[Dataset excerpt]
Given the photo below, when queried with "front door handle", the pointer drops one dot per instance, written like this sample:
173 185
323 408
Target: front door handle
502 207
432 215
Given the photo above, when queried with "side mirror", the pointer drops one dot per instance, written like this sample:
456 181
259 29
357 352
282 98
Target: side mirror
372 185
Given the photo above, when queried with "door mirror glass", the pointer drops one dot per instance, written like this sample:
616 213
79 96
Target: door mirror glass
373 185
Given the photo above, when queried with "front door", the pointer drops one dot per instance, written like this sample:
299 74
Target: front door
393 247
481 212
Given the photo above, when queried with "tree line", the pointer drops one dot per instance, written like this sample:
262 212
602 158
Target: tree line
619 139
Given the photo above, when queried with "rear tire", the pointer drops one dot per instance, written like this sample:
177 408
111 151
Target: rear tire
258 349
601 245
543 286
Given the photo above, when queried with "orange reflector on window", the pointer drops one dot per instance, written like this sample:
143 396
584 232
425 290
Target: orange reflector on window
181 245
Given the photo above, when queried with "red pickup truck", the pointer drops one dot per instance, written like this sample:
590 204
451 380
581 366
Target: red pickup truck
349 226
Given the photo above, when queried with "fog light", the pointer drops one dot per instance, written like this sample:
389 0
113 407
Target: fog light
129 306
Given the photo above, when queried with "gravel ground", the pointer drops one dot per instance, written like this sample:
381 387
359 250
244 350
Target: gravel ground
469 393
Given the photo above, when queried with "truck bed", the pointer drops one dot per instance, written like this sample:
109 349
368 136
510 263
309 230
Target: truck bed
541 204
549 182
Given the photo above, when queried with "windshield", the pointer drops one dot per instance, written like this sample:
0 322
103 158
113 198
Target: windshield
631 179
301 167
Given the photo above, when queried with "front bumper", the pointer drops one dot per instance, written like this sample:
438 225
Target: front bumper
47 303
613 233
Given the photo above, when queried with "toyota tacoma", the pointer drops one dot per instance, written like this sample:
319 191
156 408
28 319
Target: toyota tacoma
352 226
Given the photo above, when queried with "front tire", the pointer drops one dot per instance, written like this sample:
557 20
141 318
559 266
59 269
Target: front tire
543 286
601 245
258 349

WORK TO COMPLETE: Transcribe the whole listing with nothing added or left out.

ANSWER TO THE TASK:
Given the photo below, when queried with "front door handle", the pointer drops one dot per instance, written like this sample:
173 185
323 408
Target: front door handle
502 207
432 215
Given the photo above, when queried with "side mirror", the pointer drops one dot per instance, written like this sample:
456 181
259 29
357 352
282 98
Target: side mirror
372 185
Given the photo above, when queried with "door mirror glass", the pointer drops one dot per instance, written like this sample:
616 213
79 96
Target: door mirror glass
373 185
Given the photo above, when queried with "front door", the pointer drops one dot per instance, written like this sample:
299 74
Target: front door
393 247
481 212
Given the photo above, when queried with "tree line", the pointer drops one dot per instance, written like this sample:
262 212
602 158
Target: tree line
619 139
Given the photo above, when queried with "rear tire", the pointer drops one dot per instance, written like this sample:
177 408
111 151
Target: rear tire
258 349
601 245
543 286
Given the photo above, when queried with "orange reflector on window", the pointer drops one dot per instance, written like this sample:
143 396
584 232
425 290
Target: orange reflector on window
181 245
Given the photo above, when queried with "red pickup truck", the pointer drops one dot per instance, written like this sample:
590 204
451 380
581 366
Target: red pickup truck
349 226
Given the photo above, when queried with "fog light", the pointer drops one dot per instance, written like this sample:
389 0
113 407
Target: fog light
129 306
Given the photo above, when queried with "gravel ground", the pointer drops one dot per instance, written like this sample:
381 387
359 250
244 350
Target: gravel ground
469 393
Given the photo above, when queried with "truck bed", the pointer drops one dot per instance, written like this sample:
109 349
368 136
510 263
309 230
Target: truck bed
541 204
549 182
Given the photo above, when queried with "windshield", the pointer drops one dot per instance, written like this sample:
0 322
103 158
113 198
Target: windshield
631 179
301 167
Given the photo above, when queried with "front bumper", the pointer drops one dot per instance, written like this sample:
438 225
Target: front bumper
47 303
613 233
Given the photo above, when queried with "toyota tacoma", the pointer drops one dot per instance, written like this sample:
319 191
156 408
28 319
Target: toyota tacoma
352 226
Given the photo above, when queried with "front tire", the pointer drops one dot per instance, written like this sample:
557 20
141 318
559 266
59 269
Target: front tire
543 286
601 245
258 349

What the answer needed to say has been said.